■ EXERCISE DESCRIPTION
When you reach the line containing "# response lists one point per instance, each like pixel 562" in the records below, start copying exactly, and stop once you have copied the line containing "# response lists one point per instance, each like pixel 155".

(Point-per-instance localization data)

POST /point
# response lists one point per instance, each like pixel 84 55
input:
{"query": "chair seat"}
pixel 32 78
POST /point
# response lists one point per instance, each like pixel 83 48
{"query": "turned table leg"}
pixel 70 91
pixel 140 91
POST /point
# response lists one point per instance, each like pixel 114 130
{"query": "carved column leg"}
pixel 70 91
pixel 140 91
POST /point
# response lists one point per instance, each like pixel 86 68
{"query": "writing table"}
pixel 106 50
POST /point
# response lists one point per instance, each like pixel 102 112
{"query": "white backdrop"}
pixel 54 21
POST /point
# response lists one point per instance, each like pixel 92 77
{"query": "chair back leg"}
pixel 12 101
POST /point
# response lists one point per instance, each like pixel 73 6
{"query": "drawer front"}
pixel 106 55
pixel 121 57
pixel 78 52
...
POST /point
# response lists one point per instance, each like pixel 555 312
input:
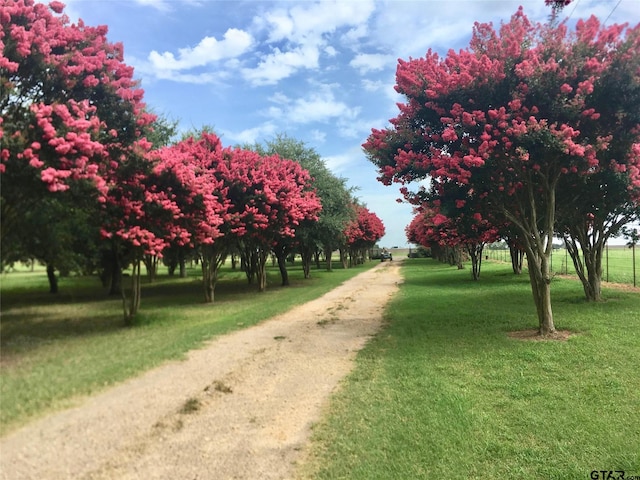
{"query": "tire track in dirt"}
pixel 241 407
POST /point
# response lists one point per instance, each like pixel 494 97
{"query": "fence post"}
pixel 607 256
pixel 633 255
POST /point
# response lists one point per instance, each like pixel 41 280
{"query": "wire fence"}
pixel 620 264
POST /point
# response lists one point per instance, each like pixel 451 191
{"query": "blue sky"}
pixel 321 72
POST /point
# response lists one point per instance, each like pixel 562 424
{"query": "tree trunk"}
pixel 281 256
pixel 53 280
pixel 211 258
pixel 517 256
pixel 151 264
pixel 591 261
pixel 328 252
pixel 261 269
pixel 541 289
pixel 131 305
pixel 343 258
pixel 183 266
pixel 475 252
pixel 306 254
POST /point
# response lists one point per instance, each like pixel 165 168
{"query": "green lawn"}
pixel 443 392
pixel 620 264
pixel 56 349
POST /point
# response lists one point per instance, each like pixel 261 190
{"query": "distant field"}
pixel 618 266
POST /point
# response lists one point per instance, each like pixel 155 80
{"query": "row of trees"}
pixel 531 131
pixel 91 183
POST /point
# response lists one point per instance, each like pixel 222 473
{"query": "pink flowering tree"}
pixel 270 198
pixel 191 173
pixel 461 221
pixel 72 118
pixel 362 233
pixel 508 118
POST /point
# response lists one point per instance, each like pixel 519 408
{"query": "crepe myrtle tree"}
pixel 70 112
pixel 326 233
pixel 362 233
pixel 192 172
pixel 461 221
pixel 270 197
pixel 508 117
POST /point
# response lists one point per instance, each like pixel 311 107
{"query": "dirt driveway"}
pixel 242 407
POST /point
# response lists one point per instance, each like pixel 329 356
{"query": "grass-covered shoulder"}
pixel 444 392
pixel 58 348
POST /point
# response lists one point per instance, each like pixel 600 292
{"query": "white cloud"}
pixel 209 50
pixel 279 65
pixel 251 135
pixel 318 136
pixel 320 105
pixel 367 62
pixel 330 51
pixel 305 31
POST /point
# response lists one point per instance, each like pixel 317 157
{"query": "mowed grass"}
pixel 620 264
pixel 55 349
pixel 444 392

■ EXERCISE OUTPUT
# response lists one point per instance, each like pixel 562 424
{"query": "tree trunk"}
pixel 281 256
pixel 53 280
pixel 211 258
pixel 517 256
pixel 151 264
pixel 591 261
pixel 328 252
pixel 261 269
pixel 541 289
pixel 131 305
pixel 343 258
pixel 183 266
pixel 475 252
pixel 306 254
POST /point
# response lists one point per instance, each like pixel 165 168
{"query": "green lawn"}
pixel 443 392
pixel 620 264
pixel 56 349
POST /point
# response lists one point per instance, each like pixel 261 190
{"query": "distant field"}
pixel 618 266
POST /point
# response lists one point per instance, each like pixel 155 80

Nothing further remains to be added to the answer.